ANGEZEIGTER TEXT:
□ □ □ □ □

Hanna Johansen

Geboren 1939 in Bremen, lebt in Kilchberg. Schreibt für Erwachsene und Kinder. Mehrfach ausgezeichnet, zuletzt mit dem Schweizer Literaturpreis. (2015)

Werke (Auswahl)

Der Herbst, in dem ich Klavier spielen lernte.
Dörlemann Verlag, 2014

Wenn ich ein Vöglein wär.
Carl Hanser Verlag, 2013

Ich bin hier bloss die Katze. Jugendbuch.
Carl Hanser Verlag, 2007

Der schwarze Schirm.
Carl Hanser Verlag, 2007

Die Hühneroper.
Verlag Nagel & Kimche AG, 2004

Lena.
Carl Hanser Verlag, 2002

Halbe Tage, ganze Jahre.
Carl Hanser Verlag, 1998

Universalgeschichte der Monogamie.
Carl Hanser Verlag, 1997

Die Hexe zieht den Schlafsack enger.
Verlag Nagel & Kimche AG, 1995

Die Schöne am unteren Bildrand.
Carl Hanser Verlag, 1990

Felis, Felis.
Carl Hanser Verlag, 1987

Bruder Bär und Schwester Bär.
Arena Verlag, 1983

Die stehende Uhr.
Carl Hanser Verlag, 1978

2015

Der Herbst, in dem ich Klavier spielen lernte

Dörlemann Verlag, 2014

Ein leiser, nachdenklicher Text, dem das Klavierspielen-Lernen den zeitlichen und sinnlichen Erzählrahmen gibt, in dem Erinnerungen auftauchen, Selbstreflexion stattfindet und Motive des eigenen Werks sichtbar werden können.

Aus: Hanna Johansen. Der Herbst, in dem ich Klavier spielen lernte. Dörlemann Verlag, 2014

Gestern hat mein Liebster mir sein Klavier gebracht. Das war traurig, denn er kann es nicht mehr gebrauchen, weil seine Hörnerven so nachgelassen haben, dass er Töne nur noch falsch hört. Und es war eine Freude, sagt er, weil es zu mir kommt und nicht irgendwohin. Es war auch gar kein Klavier, sondern ein Keyboard, auf dem man auch Streichinstrumente oder Chöre erzeugen könnte. Aber ich will nur Klavier spielen lernen.

Lesung: Hanna Johansen, 16.05.2015, SLT

Sa, 16.05.15, 10:00

Lesung
Landhaus Landhaussaal
Moderation: Bernadette Conrad (DE)

□ □ □ □ □

AUFGABE A: Mit welchem Preis wurde Hanna Johansen laut dem Text über sie zuletzt ausgezeichnet?
AUFGABE B: Schreibe den Text über Hanna Johansen im Anschluss an seine letzte Zeile weiter.

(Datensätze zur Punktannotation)
□ □ □ □ □

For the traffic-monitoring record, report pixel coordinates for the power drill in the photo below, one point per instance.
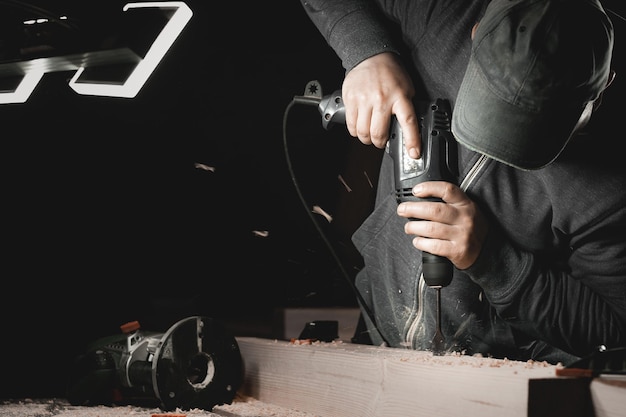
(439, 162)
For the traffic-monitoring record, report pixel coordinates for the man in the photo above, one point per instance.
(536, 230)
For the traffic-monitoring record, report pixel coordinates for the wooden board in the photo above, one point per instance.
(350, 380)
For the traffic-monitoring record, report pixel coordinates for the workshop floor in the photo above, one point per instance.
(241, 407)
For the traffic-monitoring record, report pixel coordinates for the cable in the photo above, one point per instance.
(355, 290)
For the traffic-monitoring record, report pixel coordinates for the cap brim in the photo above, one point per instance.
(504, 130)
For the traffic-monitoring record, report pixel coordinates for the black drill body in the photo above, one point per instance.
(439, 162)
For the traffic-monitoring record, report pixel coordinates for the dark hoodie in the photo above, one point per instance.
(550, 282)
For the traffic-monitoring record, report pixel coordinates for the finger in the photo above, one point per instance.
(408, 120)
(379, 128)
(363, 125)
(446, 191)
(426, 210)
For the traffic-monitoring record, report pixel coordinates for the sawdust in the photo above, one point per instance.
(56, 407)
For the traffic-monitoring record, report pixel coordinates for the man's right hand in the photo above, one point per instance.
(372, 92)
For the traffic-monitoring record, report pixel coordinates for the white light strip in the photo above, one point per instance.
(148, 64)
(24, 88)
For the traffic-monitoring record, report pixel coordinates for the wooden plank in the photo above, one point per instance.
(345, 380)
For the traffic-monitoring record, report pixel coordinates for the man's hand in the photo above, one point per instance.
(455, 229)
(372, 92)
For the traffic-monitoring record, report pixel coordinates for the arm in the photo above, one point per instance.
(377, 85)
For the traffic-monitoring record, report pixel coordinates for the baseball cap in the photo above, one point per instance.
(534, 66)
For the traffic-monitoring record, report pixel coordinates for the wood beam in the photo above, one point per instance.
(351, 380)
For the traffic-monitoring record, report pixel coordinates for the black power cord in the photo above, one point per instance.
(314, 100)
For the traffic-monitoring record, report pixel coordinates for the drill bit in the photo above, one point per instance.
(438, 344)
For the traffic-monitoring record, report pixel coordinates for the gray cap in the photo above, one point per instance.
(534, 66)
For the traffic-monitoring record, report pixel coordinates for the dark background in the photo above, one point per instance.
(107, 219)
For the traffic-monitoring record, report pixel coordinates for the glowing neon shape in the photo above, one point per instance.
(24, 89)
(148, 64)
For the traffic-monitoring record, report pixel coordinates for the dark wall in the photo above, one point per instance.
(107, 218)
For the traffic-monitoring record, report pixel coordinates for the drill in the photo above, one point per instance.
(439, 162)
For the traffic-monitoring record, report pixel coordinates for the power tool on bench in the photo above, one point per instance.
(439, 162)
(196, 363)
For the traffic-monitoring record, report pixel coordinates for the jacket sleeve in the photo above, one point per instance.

□ □ □ □ □

LÖSUNG A: Mit dem Schweizer Literaturpreis.

LÖSUNG B:
2007

Der schwarze Schirm

Carl Hanser Verlag, 2007

Aus: Hanna Johansen. Der schwarze Schirm. Carl Hanser Verlag, 2007

«Aber nicht wegwerfen!» sagte sie ziemlich laut. Das war unnötig. Ich werfe nichts weg. Und schon gar nicht dieses Päckchen, von dem ich wusste, dass es wichtig war und nicht abhanden kommen durfte. «Abhanden» hatte Rose gesagt, und das ist ein seltsames Wort. Sie ging, ohne das Päckchen oder mich einer weiteren Geste zu würdigen. Die Betrunkenen vorne am Tisch griffen nach ihr, als sie, nur mit Mühe ausweichend, zur Tür hinauswollte mit ihren hohen Absätzen und ihrem Koffer, den sie mit beiden Armen umklammert hielt. Der eine rief etwas, sie schrie im Hinausgehen etwas ebenfalls Unverständliches und ging die paar Schritte zurück, um mehr zu schreien, während die Männer abwehrend oder beschwichtigend oder herausfordernd die Arme hoben. Ich glaubte, dem Beginn von Tätlichkeiten zuzusehen, aber Rose warf kurzerhand die beiden Biergläser um und benutzte den Moment der Überraschung und des männlichen Ekels, um davonzurennen. In diesem Augenblick war ich froh, dass sie mich nicht nach ihrem Schirm gefragt hatte. Ich hätte sie enttäuschen müssen, und das wollte ich nicht. Aber vor allem wollte ich sie nie mehr sehen. Rose war abstossend, wie Menschen selten sind und wie ich es ganz und gar nicht vertrage. Ich hob die Bindfäden vom Boden auf, wickelte sie provisorisch um das Päckchen, und jetzt sitze ich vor diesen Postkarten und weiss nicht, was ich damit soll.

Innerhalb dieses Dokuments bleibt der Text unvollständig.